# EXERCISE REQUIREMENTS:
Write out each line word for word. Drop pictures.

# DATA:
——————
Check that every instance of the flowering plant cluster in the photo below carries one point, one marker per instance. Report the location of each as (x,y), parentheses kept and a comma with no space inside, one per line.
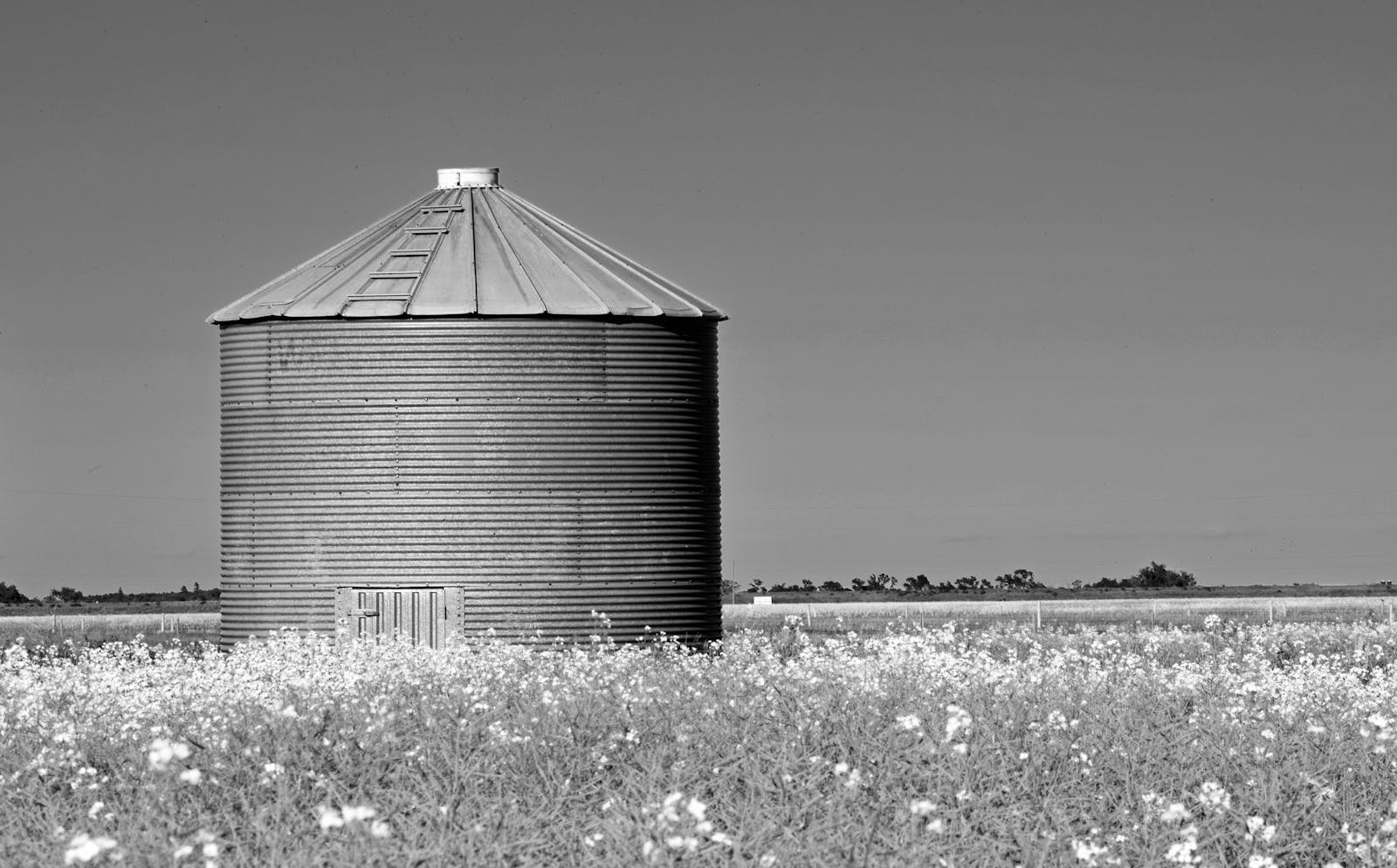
(1231,745)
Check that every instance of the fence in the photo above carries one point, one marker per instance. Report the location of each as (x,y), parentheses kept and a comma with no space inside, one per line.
(838,617)
(56,628)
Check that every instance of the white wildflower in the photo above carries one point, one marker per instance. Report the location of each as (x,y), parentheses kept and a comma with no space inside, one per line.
(86,847)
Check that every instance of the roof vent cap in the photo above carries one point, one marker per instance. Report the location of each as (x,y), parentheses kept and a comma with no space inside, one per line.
(451,179)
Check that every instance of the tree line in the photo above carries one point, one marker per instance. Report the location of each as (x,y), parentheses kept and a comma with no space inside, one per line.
(11,596)
(1153,576)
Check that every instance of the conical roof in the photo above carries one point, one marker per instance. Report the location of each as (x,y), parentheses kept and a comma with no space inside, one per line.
(470,248)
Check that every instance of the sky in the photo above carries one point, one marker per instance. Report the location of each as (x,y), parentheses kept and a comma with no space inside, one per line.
(1062,286)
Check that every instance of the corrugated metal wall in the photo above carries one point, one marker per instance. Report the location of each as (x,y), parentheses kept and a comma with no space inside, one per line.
(545,465)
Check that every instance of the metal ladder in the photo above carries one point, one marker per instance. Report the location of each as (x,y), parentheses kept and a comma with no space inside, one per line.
(405,255)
——————
# FINISHED ANSWER:
Check that every instance of the flowering plant cluster in the photo below carries one point, one marker per instance. Report the location of each as (x,y), parentheses kept and a comma with no space inside, one per line.
(1231,745)
Check that every instance of the fence in the photo above carries one point, one marker per instance. Report the location of each as (x,y), parentheses kept and a comma with no space inside, one per line.
(838,617)
(56,628)
Check that every instance of the white wildflower in the photo above carries one point, one marker per instance. Report the location of each as (x,y), parentheses kept and a comma with no space inside, one per line.
(86,847)
Check that every instance of the roof vent cap in the photo above carries one point, one marker per instance. Report the location of each as (x,y), parentheses kept and a comma with no space inside, one per line.
(451,179)
Check that every instance of the tree line in the photo above carries one point, one marker per instance. Report the location of each as (x,y), parentheses kept and a comma with no space inside, one per line.
(11,596)
(1153,576)
Check that every instance of the conical roof in the photo above carries one point, one marker per instance. Report the location of each as (x,y), parentheses kept and a comma with no space inside, one per line.
(470,248)
Check that every instance of the sky in the photo above carries one point, one marker per instance. Report the location of each as (x,y), parentheses kept and a comma with no space inside, one per line.
(1062,286)
Check that every instance of the corrugated metal wall in the photo above carries one point, one marker per instance. Report the location of each as (x,y), parentheses kept and a comma with no space inside, one per line.
(545,465)
Check that every instance of the metal ladder in the photo above carries one point, one marker per instance. Report the location of each as (x,y), parentheses kept and a comma with no space inside, one per line.
(405,255)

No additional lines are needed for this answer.